__Texte fourni__.
:::

Le christianisme regardait comme un dogme fondamental l’unité de Dieu, et ses docteurs avaient dû y insister contre le dualisme plus ou moins explicite de la gnose. Il admettait, d’autre part, comme non moins certaine la divinité de Jésus-Christ. Entre ces deux croyances une contradiction semblait exister qui ne pouvait manquer d’attirer de bonne heure l’attention des théologiens. Comment concilier la foi en un Dieu unique avec la foi en la divinité du Rédempteur ? Comment ne confesser qu’un seul Dieu, si ce Verbe que saint Justin si énergiquement dit être ἕτερος ἀριϑμῷ par rapport au Père, est lui-même Dieu ?
La difficulté en effet avait été aperçue très vite, et on se souvient que les apologistes s’étaient efforcés de la résoudre en remarquant que la présence de la nature divine dans le Fils est l’effet d’une communication et d’une distribution, non d’une division. D’autres docteurs, signalés par saint Justin (Dial., cxxviii), avaient adopté une autre solution. Ils enseignaient que le Verbe était simplement une puissance (δύναμις) de Dieu, inséparable de lui comme la lumière l’est du soleil, qu’il étendait hors de lui ou retirait à lui à sa volontéa, et à laquelle on donnait différents noms, ange, gloire, homme, logos, suivant la forme qu’elle prenait ou les fonctions que l’on considérait en elle. Ces docteurs étaient-ils chrétiens, où étaient-ce, comme le pense Otto, des juifs alexandrins ? Nous l’ignorons. Saint Justin, en tout cas, repousse leur explication comme ne mettant entre le Père et le Verbe qu’une distinction purement nominale : et il est impossible en effet de n’être pas frappé de l’analogie qu’elle présente avec certains systèmes sabelliens du ive siècle.
a – Δύναμιν αὐτοῦ προπηδᾶν ποιεῖ, καὶ, ὅταν βούληται, πάλιν ἀναστέλλει εἰς αὐτόν.
Elle fut reprise cependant moins de cinquante ans après saint Justin, mais en réaction d’une autre erreur qui l’avait précédée : la négation de la divinité de Jésus-Christ.

:::

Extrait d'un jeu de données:
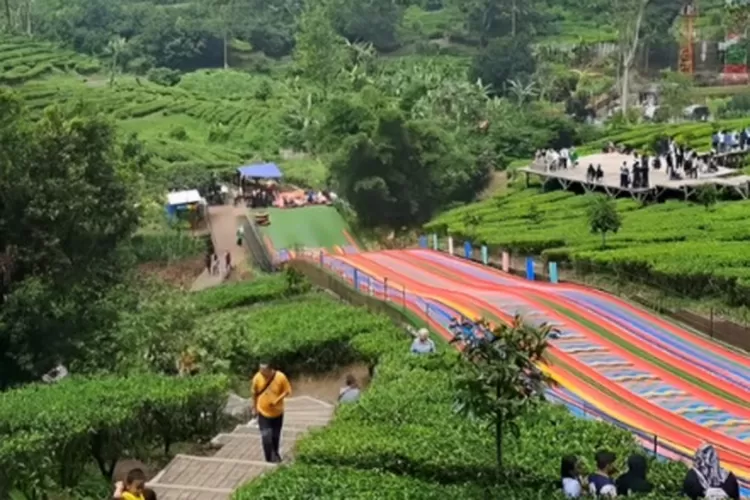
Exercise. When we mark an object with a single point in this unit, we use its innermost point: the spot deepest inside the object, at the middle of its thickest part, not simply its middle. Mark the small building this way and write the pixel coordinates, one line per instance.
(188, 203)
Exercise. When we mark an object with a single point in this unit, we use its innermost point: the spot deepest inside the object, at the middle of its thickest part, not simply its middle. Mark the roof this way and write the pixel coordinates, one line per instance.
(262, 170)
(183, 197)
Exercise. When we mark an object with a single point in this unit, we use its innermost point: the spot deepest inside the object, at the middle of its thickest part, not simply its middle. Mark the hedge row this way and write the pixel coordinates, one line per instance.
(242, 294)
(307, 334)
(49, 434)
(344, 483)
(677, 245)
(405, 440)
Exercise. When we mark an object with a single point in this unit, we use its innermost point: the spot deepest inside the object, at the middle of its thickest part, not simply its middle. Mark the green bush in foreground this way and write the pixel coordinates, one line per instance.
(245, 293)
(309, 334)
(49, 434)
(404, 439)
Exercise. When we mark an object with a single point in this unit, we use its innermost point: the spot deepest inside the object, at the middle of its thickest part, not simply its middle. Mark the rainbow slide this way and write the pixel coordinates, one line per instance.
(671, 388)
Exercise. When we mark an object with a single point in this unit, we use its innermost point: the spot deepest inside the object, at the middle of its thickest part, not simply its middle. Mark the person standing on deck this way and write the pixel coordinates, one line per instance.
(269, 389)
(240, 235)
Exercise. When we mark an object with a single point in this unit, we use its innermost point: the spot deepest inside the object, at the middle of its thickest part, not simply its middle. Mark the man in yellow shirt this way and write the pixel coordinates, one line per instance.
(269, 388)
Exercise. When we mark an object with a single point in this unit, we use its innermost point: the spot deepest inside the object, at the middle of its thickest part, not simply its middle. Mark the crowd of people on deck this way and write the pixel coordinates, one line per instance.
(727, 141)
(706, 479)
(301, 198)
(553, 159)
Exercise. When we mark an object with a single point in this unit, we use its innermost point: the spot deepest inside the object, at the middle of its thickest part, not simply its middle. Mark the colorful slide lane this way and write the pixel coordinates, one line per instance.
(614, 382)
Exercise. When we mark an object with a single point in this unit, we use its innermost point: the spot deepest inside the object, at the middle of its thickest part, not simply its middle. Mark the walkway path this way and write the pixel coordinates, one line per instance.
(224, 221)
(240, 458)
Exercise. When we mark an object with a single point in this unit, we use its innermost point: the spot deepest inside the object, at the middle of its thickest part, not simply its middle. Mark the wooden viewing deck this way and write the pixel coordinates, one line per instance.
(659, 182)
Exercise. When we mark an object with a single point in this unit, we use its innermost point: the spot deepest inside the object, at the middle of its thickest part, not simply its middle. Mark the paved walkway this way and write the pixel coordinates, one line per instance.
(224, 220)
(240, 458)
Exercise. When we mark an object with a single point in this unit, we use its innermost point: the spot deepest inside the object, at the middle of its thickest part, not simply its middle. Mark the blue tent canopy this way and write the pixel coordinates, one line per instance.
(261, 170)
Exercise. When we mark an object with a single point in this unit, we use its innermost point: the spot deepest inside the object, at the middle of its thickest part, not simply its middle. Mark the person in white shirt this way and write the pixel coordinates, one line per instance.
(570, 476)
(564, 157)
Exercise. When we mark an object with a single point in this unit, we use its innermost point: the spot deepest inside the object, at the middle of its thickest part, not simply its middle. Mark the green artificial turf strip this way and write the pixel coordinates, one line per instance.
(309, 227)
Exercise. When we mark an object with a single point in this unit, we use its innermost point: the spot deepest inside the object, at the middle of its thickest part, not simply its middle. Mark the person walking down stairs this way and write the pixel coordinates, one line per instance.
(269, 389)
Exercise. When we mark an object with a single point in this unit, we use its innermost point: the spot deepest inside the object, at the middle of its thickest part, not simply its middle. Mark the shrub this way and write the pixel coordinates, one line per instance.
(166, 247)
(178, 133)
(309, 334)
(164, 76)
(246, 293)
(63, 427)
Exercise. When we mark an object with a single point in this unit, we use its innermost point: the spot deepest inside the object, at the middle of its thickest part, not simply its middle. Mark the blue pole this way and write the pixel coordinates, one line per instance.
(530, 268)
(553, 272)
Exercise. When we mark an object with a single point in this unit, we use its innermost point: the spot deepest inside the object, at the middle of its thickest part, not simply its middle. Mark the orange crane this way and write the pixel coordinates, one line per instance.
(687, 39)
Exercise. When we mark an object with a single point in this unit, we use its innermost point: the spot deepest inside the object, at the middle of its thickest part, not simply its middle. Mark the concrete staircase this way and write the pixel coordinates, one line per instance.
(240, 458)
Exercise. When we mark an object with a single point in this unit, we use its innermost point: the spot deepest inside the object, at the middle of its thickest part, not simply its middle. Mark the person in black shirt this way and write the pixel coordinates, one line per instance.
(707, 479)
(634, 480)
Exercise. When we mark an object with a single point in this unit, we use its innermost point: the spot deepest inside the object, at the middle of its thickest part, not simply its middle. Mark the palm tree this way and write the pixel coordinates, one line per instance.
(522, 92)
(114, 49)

:::

__Exercices__.
(A) Répondez à ces questions sur le texte sur l'unité de Dieu :
(i) Contre quoi les docteurs chrétiens avaient-ils dû insister sur l'unité de Dieu ?
(ii) D'après les docteurs signalés par saint Justin, le Verbe est inséparable de Dieu comme quoi est inséparable de quoi ?
(iii) En réaction à quelle erreur cette solution fut-elle reprise moins de cinquante ans après saint Justin ?
(B) Recopiez le passage du texte sur l'unité de Dieu qui commence par « Elle fut reprise » et se poursuit jusqu'à « de la divinité de Jésus-Christ. ».
La liste ne sert pas ici.

__Corrigé__.
(A)
(i) Contre le dualisme plus ou moins explicite de la gnose.
(ii) Comme la lumière est inséparable du soleil.
(iii) La négation de la divinité de Jésus-Christ.

(B)
Elle fut reprise cependant moins de cinquante ans après saint Justin, mais en réaction d’une autre erreur qui l’avait précédée : la négation de la divinité de Jésus-Christ.